-- EXTRACTED INFORMATION follows --

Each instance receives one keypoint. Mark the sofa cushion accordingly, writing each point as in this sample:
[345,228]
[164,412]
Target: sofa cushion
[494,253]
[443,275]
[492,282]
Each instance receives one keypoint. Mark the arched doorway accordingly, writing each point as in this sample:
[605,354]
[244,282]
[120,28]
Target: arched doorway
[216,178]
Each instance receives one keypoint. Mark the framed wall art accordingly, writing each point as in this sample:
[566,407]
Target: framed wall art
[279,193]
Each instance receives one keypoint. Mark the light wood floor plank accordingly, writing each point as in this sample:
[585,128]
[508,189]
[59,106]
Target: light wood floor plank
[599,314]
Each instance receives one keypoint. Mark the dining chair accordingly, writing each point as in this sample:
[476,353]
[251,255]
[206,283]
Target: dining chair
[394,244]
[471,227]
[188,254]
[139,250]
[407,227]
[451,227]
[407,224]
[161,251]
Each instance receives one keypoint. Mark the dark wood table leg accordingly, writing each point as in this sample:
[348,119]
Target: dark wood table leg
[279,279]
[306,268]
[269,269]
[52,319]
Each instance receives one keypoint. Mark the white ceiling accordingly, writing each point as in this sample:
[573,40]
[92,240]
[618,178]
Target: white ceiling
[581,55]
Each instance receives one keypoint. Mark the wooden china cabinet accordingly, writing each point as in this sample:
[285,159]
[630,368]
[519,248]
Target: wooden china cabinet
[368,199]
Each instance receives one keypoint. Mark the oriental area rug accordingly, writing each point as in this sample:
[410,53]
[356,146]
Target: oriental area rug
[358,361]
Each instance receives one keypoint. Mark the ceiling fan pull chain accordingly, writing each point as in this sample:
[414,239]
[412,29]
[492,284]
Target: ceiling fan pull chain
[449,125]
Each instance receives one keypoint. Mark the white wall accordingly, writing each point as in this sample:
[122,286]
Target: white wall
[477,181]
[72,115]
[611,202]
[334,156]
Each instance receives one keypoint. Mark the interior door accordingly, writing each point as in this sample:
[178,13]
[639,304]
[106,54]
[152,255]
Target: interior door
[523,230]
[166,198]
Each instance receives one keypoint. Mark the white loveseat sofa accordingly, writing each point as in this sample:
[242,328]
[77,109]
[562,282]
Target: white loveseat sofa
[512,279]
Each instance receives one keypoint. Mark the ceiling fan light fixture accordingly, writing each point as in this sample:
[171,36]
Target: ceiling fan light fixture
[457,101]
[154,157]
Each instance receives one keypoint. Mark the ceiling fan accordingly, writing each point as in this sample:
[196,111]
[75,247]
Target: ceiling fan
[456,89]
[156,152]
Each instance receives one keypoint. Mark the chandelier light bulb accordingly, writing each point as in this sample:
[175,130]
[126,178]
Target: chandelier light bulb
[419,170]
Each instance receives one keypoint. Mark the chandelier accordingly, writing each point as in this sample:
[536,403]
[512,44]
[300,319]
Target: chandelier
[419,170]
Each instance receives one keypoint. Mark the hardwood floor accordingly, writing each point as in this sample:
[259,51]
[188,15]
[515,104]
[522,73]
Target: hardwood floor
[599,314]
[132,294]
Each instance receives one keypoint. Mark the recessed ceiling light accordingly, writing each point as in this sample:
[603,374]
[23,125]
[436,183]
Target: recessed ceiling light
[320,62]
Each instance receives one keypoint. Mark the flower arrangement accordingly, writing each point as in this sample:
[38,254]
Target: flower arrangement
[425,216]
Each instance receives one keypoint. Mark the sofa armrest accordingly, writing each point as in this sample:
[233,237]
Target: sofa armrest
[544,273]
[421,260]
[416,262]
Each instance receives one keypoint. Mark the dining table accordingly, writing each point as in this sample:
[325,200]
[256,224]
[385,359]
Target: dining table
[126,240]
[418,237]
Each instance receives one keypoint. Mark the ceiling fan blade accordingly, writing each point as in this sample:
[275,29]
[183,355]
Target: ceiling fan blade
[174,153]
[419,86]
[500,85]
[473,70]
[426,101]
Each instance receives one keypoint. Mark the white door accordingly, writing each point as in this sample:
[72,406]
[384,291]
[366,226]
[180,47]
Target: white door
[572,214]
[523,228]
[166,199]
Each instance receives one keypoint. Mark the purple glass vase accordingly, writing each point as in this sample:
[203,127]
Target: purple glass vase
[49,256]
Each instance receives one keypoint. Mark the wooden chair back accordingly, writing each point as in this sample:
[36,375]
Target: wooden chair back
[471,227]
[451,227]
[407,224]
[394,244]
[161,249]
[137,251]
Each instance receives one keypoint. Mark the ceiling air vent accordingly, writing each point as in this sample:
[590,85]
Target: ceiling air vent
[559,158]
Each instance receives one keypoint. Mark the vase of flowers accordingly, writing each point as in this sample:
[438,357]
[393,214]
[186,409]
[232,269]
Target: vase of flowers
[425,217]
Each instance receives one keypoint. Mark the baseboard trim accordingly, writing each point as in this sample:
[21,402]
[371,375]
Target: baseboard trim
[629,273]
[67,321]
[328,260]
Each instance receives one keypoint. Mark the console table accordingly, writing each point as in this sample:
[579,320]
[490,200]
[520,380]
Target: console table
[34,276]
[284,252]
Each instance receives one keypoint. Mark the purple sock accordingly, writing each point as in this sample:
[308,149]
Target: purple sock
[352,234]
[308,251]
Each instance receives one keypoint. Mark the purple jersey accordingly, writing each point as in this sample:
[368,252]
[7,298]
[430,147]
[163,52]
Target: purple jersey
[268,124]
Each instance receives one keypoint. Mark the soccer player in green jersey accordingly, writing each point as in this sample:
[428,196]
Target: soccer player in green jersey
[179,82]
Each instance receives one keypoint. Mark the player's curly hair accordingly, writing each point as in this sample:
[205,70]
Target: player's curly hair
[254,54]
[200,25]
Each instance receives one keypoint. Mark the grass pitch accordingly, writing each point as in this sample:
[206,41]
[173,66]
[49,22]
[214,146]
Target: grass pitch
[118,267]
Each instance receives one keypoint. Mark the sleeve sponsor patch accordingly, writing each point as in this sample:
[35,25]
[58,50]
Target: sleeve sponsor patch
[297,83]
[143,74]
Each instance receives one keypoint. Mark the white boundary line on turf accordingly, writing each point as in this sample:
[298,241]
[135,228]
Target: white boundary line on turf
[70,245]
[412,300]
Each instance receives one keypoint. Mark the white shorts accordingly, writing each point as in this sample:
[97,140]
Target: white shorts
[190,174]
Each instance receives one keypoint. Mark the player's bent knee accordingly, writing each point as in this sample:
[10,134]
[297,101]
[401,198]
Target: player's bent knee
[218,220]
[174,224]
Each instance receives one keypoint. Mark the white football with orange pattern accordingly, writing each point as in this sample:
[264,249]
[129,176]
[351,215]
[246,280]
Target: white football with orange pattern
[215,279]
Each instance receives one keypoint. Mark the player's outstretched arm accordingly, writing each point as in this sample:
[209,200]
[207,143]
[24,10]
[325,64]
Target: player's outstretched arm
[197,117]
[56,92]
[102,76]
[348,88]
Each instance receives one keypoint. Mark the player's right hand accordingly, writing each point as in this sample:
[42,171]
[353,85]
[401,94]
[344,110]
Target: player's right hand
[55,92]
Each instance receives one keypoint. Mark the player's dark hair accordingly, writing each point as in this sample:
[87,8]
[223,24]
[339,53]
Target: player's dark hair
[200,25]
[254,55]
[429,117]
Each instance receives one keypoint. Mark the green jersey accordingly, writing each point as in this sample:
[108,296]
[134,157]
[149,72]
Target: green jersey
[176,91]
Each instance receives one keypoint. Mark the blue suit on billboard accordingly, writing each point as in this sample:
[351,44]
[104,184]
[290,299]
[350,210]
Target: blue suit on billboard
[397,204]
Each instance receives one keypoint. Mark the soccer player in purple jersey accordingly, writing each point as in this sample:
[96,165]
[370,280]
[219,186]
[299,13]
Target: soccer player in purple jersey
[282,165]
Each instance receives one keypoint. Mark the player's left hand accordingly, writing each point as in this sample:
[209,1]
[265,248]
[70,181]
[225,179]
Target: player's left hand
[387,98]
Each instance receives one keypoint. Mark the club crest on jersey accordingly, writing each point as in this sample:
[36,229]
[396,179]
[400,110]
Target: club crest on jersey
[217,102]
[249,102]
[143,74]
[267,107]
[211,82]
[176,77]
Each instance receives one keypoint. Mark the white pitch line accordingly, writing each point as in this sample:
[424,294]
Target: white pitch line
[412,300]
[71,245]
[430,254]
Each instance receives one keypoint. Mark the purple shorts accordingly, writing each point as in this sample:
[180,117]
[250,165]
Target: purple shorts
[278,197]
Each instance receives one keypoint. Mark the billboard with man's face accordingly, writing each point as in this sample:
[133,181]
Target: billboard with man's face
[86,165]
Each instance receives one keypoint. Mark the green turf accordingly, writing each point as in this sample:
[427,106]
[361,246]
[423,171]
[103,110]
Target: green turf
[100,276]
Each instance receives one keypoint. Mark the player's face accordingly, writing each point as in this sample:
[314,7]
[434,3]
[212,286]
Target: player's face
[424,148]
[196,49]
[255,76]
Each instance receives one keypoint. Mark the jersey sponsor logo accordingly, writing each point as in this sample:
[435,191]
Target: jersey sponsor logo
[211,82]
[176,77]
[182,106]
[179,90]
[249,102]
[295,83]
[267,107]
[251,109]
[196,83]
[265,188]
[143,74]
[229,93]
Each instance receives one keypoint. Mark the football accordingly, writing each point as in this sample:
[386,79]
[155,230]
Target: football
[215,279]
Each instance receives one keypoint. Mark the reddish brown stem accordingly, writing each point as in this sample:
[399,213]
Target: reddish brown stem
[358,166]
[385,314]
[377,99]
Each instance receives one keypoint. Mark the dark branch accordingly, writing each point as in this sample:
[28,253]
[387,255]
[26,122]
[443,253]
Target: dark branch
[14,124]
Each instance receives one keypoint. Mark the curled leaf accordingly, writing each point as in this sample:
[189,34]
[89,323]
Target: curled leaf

-- EXTRACTED INFORMATION concluded --

* YOUR GOAL
Find the word "leaf" in the entries above and gather every line that holds it.

* RESULT FOR THIS TASK
Each instance receives one keypoint. Mark the curled leaf accordingly, writing each point as in this sample:
Target: curled leaf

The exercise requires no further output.